_WRITTEN PROBLEM_
Copy the lines below verbatim, character for character.

_GIVEN ENTRIES_
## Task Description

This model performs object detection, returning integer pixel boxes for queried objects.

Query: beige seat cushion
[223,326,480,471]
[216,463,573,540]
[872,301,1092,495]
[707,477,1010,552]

_OUTPUT_
## Task Description

This model performs object detection, returning integer pixel boxes for queried objects.

Query: beige seat cushion
[223,326,480,471]
[216,463,573,540]
[872,301,1092,495]
[707,477,1010,552]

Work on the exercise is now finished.